OPDRACHT 1
Op welke datum besloot het college van burgemeester en wethouders van Eindhoven volgens de uitspraak de bijstand van appellante in te trekken?
OPDRACHT 2
Geef alsjeblieft het deel van de uitspraak van "Intrekking van bijstand wegens" tot en met "van appellante verbleven." letterlijk terug.

TEKSTFRAGMENT
○ ○ ○
ECLI:NL:CRVB:2014:2054

Centrale Raad van Beroep

Datum uitspraak
10 juni 2014
Publicatiedatum
18 juni 2014
Zaaknummer
13-616 WWB
Instantie
Centrale Raad van Beroep
Type
Uitspraak
Rechtsgebied
Bestuursrecht; Socialezekerheidsrecht
Procedures
  • Hoger beroep
Vindplaatsen
  • Rechtspraak.nl
AI samenvatting door LexboostAutomatisch gegenereerd

Intrekking van bijstand wegens gezamenlijke huishouding en schending van de inlichtingenverplichting

In deze zaak heeft de Centrale Raad van Beroep op 10 juni 2014 uitspraak gedaan in hoger beroep tegen een eerdere uitspraak van de rechtbank 's-Hertogenbosch. De zaak betreft de intrekking van bijstand van appellante, die sinds 3 november 2006 bijstand ontving op basis van de Wet werk en bijstand (WWB). Naar aanleiding van een anonieme tip dat appellante samenwoont met een man, heeft de sociale recherche een onderzoek ingesteld. Dit onderzoek omvatte observaties en een huisbezoek op 2 december 2011, waaruit bleek dat appellante en de man, [naam], in de woning van appellante verbleven.

Het college van burgemeester en wethouders van Eindhoven heeft op 21 december 2011 besloten de bijstand van appellante in te trekken, omdat zij in strijd met haar inlichtingenverplichting geen melding had gemaakt van de gezamenlijke huishouding. De rechtbank heeft het beroep van appellante tegen dit besluit ongegrond verklaard. Appellante heeft in hoger beroep aangevoerd dat de bevindingen van het huisbezoek niet geldig zijn, omdat zij ten onrechte zou zijn verplicht om de ambtenaren binnen te laten.

De Raad heeft overwogen dat de bevindingen van het huisbezoek en de observaties voldoende bewijs vormen voor de conclusie dat appellante en [naam] een gezamenlijke huishouding voerden. De Raad heeft vastgesteld dat de omstandigheden en feiten wijzen op een feitelijke samenwoning, ondanks dat appellante en [naam] verschillende adressen aanhielden. De Raad heeft de argumenten van appellante verworpen en het hoger beroep afgewezen, waardoor de eerdere uitspraak van de rechtbank werd bevestigd. Tevens is het verzoek om schadevergoeding afgewezen, omdat het hoger beroep niet slaagde.
○ ○ ○
VERMELDE RIJEN
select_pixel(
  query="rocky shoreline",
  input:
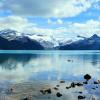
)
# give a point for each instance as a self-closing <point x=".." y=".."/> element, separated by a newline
<point x="88" y="89"/>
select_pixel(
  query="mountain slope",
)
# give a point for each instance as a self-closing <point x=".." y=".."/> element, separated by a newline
<point x="19" y="43"/>
<point x="92" y="43"/>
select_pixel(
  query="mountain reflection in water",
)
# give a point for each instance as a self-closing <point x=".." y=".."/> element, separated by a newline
<point x="48" y="65"/>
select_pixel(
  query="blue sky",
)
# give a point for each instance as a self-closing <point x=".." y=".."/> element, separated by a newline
<point x="60" y="18"/>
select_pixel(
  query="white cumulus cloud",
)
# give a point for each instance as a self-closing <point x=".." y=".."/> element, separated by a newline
<point x="47" y="8"/>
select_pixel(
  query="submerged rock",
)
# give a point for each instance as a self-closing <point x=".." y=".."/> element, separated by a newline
<point x="46" y="91"/>
<point x="73" y="84"/>
<point x="55" y="88"/>
<point x="81" y="97"/>
<point x="62" y="81"/>
<point x="59" y="94"/>
<point x="87" y="77"/>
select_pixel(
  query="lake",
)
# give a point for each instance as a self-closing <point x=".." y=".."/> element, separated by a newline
<point x="22" y="66"/>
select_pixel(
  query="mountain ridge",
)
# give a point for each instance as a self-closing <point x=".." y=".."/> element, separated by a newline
<point x="14" y="40"/>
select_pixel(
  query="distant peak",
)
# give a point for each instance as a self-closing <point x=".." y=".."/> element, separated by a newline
<point x="95" y="36"/>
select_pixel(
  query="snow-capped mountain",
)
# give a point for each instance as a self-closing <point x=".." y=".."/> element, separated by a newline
<point x="48" y="42"/>
<point x="11" y="39"/>
<point x="91" y="43"/>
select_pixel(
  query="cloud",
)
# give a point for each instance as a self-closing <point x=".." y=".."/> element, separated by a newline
<point x="15" y="23"/>
<point x="70" y="30"/>
<point x="47" y="8"/>
<point x="57" y="22"/>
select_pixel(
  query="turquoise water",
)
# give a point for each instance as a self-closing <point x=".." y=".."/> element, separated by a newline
<point x="21" y="66"/>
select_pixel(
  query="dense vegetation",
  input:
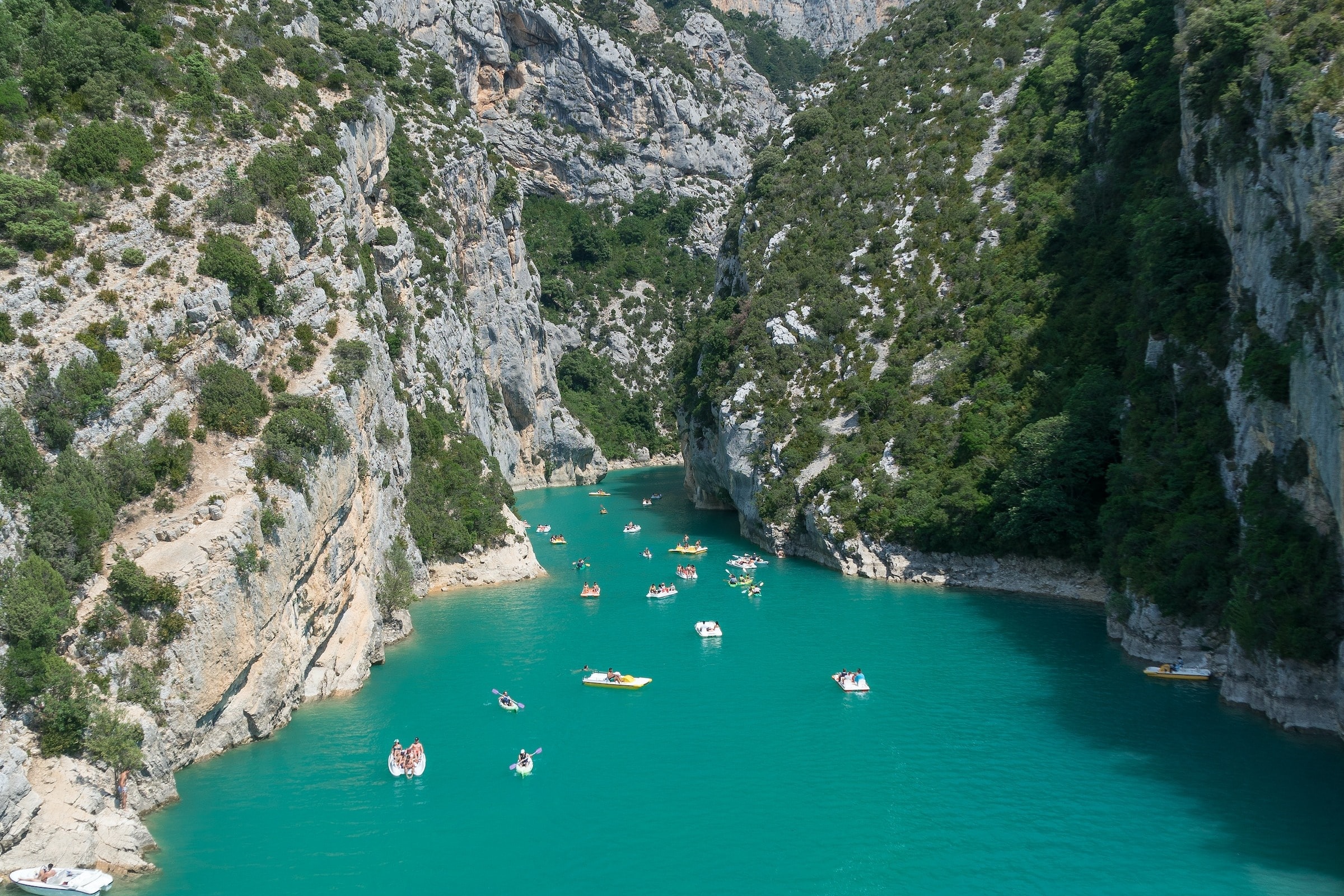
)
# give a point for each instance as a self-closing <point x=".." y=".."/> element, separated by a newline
○ ○ ○
JUIST ANTWOORD 1
Op 21 december 2011.

JUIST ANTWOORD 2
Intrekking van bijstand wegens gezamenlijke huishouding en schending van de inlichtingenverplichting

In deze zaak heeft de Centrale Raad van Beroep op 10 juni 2014 uitspraak gedaan in hoger beroep tegen een eerdere uitspraak van de rechtbank 's-Hertogenbosch. De zaak betreft de intrekking van bijstand van appellante, die sinds 3 november 2006 bijstand ontving op basis van de Wet werk en bijstand (WWB). Naar aanleiding van een anonieme tip dat appellante samenwoont met een man, heeft de sociale recherche een onderzoek ingesteld. Dit onderzoek omvatte observaties en een huisbezoek op 2 december 2011, waaruit bleek dat appellante en de man, [naam], in de woning van appellante verbleven.